--- 選んだ抜粋 ---
'''

丈:大人の女性のジャケット丈は短すぎないこと
短めの丈のジャケットは、余裕のある姿に見えない。しかし時代はカジュアル化しているため、従来のスタンダードな長さは、重すぎる時もある。それを踏まえ、立ち姿がバランスよく見えるものを選ぶ。

素材:あまり分厚すぎず、硬すぎないこと
体のラインがまろやかになってくるため、厚みがあると不要に大きく見え、硬すぎると体のラインとのバランスがとりにくくなる。

Myジャケットの条件


・肩幅がきちっとある(顔が引き締まって見える、信頼感がある)
・肩のラインがすっきりしている
・肩から胸にかけて体に吸い付くような面を描く(浮き上がらない)
・前開きの深さは、みぞおち前後に第一ボタンが来るものでベストなものを
  ※一番上のボタンの位置はバストの大きさや位置ともバランスをとる(1つボタンでVが深すぎると、体が薄く瘦せ型タイプは貧相に見える)
・背中から腰にかけての曲線ラインが綺麗
・顔つきが凛とし、艶やかに見える
・美しい上半身のシルエットを作る
・ジャケットを着ている方が脱いでいる時よりも体型をすっきり見せる
・背が高く見える
・全身バランスの平均点を上昇させるもの
・長時間着ていても疲れない

Myジャケットを探す心得

・その手間と値段は惜しんではならない
・シルエットが合っているものが最優先、そしてサイズ、最低限の直しも完璧にする(袖の長さ等)

'''

--- 収集データ ---

'''

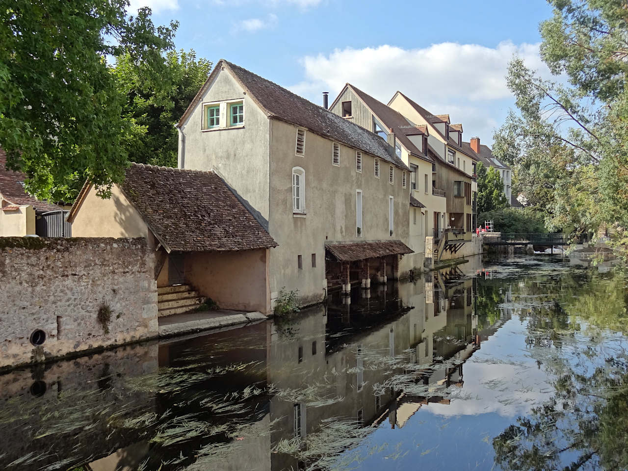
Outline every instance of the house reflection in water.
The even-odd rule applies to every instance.
[[[160,342],[158,351],[156,344],[138,345],[134,351],[146,348],[152,359],[143,366],[147,371],[138,371],[146,362],[131,362],[128,372],[116,365],[109,376],[143,383],[139,389],[121,385],[114,394],[136,394],[141,403],[122,408],[125,420],[146,423],[131,432],[109,423],[98,437],[53,435],[48,443],[58,446],[58,455],[37,466],[71,457],[68,465],[84,458],[84,469],[99,471],[133,469],[140,462],[165,471],[296,470],[317,459],[317,450],[308,448],[311,443],[333,450],[334,441],[349,443],[347,437],[357,437],[357,445],[375,430],[369,426],[403,428],[420,408],[448,404],[449,388],[463,385],[463,364],[480,347],[474,283],[453,268],[414,283],[358,289],[349,303],[332,295],[327,305],[293,318],[171,339]],[[100,359],[90,361],[97,384]],[[53,383],[55,374],[44,372],[42,381]],[[75,378],[72,387],[86,387],[78,381],[86,379]],[[151,422],[152,414],[160,420]],[[340,423],[351,426],[331,430]],[[0,458],[3,468],[41,448],[32,435],[18,435],[24,445]]]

'''

--- 課題 ---
ジャケット選びの抜粋で、素材は分厚すぎず硬すぎないものがよいとされる理由を、本文に沿って一〜三文で説明せよ。

--- 解答 ---
体のラインがまろやかになってくるからだ。厚みがあると体が不要に大きく見え、硬すぎると体のラインとのバランスがとりにくくなる。